[Passage proposé]
------------------------------------------------------------------------

20h, le débat ne commence que dans une heure mais déjà la foule se presse pour la « support party» organisée par les soutiens de Benoît Hamon à la Bellevilloise dans le 20ème arrondissement de Paris. La longue file d’attente qui court le long de la rue Boyer laisse présager une forte affluence et les discussions, qui vont bon train, sont empreintes de sourires et d’une certitude : Benoît est revenu dans le jeu. Les militants encartés, les supporters, les curieux, les socialistes ragaillardis, les écologistes enjoués, tous semblent requinqués par le très bon meeting de Bercy. Tous ont hâte que leur champion affirme ses valeurs et son projet. Bref ils ont tous hâte d’en découdre avec la droite, avec la gauche, avec l’extrême-droite et avec l’hybride centriste macronien ! Tous ont hâte d’une belle et franche confrontation, d’un beau match et tous, bien sur, sont certains que le candidat social-écologiste sera le meilleur !
Vite le débat !

------------------------------------------------------------------------

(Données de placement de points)
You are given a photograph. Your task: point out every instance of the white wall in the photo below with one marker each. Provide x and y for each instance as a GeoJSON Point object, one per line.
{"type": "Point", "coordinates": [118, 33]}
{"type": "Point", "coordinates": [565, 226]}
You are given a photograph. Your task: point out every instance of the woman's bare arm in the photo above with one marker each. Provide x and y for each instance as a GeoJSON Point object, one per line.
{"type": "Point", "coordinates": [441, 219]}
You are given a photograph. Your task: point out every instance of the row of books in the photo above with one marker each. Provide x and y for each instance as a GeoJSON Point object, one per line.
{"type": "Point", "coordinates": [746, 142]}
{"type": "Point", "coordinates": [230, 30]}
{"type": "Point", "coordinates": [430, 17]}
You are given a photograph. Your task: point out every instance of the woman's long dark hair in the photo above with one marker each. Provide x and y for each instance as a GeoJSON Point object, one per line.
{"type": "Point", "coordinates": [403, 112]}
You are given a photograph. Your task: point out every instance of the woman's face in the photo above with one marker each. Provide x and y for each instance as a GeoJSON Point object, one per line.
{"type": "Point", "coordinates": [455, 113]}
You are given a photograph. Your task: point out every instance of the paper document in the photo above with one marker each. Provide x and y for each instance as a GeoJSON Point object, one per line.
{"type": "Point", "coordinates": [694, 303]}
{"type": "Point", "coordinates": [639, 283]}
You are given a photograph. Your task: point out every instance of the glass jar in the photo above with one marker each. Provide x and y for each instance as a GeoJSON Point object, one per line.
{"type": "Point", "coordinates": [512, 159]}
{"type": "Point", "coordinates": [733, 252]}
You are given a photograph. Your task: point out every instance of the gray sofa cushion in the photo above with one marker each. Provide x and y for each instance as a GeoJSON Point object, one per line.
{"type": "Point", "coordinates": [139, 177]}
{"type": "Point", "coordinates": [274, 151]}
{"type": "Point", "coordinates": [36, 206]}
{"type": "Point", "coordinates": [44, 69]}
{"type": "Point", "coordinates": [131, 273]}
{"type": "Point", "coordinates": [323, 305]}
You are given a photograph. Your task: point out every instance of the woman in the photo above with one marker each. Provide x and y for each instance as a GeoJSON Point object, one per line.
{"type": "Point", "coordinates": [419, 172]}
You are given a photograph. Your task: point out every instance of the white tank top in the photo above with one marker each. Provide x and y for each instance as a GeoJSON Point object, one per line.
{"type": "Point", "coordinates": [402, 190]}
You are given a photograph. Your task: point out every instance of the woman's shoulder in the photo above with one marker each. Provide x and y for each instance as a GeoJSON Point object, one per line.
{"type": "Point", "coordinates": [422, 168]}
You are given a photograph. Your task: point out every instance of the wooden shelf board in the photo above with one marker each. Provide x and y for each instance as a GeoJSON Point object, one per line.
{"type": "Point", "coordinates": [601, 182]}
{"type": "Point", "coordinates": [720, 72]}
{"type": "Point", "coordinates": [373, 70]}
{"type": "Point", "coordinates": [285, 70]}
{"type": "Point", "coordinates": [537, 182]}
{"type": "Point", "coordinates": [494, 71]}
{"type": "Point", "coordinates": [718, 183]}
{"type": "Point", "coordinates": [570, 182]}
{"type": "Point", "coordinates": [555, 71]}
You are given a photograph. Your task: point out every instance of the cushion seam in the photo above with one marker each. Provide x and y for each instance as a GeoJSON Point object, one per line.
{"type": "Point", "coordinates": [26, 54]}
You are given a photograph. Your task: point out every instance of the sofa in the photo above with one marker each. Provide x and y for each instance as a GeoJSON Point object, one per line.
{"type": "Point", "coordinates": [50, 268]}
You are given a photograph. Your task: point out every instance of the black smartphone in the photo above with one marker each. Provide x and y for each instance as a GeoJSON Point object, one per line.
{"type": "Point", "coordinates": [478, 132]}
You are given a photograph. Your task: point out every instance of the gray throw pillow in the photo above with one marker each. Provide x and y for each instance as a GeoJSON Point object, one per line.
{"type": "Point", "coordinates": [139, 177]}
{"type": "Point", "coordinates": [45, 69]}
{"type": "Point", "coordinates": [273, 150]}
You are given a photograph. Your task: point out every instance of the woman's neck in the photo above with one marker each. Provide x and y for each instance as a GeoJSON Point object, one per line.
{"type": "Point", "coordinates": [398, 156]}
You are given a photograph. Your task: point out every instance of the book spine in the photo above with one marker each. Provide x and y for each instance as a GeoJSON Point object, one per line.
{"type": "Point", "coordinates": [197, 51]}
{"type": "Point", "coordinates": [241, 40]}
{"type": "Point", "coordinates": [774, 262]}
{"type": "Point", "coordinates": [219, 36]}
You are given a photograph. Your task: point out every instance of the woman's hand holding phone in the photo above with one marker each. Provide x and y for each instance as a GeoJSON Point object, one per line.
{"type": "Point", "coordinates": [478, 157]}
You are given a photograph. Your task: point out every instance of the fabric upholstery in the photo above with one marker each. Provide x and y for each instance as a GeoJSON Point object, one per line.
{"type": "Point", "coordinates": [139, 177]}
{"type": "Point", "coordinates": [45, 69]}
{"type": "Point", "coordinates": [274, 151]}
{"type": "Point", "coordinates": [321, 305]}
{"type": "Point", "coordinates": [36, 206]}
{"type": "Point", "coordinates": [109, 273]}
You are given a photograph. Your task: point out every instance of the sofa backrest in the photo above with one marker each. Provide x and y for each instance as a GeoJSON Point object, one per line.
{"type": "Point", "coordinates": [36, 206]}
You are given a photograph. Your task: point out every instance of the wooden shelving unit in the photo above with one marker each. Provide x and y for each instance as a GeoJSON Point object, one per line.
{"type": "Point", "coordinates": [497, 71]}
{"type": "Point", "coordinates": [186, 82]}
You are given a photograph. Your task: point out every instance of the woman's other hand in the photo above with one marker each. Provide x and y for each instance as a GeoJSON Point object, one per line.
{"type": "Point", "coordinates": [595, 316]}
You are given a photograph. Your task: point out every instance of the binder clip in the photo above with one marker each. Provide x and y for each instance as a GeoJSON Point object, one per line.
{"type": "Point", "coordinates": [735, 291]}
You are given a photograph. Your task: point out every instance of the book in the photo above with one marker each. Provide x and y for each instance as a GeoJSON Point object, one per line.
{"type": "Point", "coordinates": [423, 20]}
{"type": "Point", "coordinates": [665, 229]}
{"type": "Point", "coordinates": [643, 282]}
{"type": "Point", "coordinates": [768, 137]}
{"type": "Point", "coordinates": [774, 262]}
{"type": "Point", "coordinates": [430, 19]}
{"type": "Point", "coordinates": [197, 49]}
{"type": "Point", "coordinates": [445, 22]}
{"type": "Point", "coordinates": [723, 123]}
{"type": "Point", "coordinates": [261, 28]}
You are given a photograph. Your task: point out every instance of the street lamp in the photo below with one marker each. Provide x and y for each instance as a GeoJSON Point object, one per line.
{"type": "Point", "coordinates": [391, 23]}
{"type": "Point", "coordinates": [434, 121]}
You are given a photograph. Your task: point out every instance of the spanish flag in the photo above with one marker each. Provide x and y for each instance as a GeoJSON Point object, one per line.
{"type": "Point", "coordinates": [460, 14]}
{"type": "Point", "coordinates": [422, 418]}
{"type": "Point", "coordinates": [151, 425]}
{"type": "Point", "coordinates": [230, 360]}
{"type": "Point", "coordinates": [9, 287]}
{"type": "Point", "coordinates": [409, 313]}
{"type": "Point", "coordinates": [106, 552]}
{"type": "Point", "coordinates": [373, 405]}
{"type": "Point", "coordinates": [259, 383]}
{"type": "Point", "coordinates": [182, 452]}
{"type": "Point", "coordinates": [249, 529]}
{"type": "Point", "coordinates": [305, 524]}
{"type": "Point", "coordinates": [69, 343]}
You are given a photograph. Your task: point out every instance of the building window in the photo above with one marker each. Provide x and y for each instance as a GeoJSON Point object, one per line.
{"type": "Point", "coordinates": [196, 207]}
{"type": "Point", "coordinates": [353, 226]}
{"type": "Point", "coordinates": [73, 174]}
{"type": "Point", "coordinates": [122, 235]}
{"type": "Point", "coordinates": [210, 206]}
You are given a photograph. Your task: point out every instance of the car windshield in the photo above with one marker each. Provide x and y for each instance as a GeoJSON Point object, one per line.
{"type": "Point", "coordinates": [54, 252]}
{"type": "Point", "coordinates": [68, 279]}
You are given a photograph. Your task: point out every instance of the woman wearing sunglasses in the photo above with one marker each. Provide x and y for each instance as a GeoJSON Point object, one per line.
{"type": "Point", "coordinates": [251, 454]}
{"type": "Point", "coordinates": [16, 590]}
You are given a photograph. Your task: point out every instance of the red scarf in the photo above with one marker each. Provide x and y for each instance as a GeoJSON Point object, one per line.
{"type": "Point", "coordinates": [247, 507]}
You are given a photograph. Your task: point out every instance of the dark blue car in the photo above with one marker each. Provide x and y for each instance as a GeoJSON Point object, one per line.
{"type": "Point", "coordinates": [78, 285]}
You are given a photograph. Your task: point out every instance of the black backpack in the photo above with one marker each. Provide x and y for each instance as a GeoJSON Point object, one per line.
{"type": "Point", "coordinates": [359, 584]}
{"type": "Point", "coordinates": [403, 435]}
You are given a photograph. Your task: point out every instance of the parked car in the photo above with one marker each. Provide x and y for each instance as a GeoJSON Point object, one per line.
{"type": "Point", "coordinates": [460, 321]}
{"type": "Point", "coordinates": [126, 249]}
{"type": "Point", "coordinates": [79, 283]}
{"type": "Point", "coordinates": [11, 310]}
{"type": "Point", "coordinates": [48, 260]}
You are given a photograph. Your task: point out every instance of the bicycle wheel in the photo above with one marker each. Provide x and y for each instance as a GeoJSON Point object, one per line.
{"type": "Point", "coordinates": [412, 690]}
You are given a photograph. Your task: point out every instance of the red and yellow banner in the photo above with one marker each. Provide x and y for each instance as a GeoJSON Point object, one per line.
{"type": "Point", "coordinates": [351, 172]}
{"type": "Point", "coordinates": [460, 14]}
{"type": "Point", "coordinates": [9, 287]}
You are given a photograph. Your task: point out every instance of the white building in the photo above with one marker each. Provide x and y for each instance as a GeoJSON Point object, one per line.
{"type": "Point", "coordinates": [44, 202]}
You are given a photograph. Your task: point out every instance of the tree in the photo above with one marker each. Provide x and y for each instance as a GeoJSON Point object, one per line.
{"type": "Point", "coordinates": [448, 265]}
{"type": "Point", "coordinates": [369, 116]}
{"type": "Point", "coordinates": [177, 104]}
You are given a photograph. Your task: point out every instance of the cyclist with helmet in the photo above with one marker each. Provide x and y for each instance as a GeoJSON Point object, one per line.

------------------------------------------------------------------------

[Énoncé A] Indiquez, s'il vous plaît, si chaque affirmation s'accorde avec le passage, en répondant par oui ou non et en citant les mots décisifs. (i) La soirée a lieu à la Bellevilloise, dans le 20ème arrondissement de Paris. (ii) Le débat commence à 20h. (iii) La file d'attente s'étend le long de la rue Boyer.
[Énoncé B] D'après le passage, quel événement semble avoir requinqué tous les participants ?

[Corrigé A]
(i) Oui : « organisée par les soutiens de Benoît Hamon à la Bellevilloise dans le 20ème arrondissement de Paris ».
(ii) Non : « 20h, le débat ne commence que dans une heure ».
(iii) Oui : « La longue file d’attente qui court le long de la rue Boyer ».

[Corrigé B] Le très bon meeting de Bercy.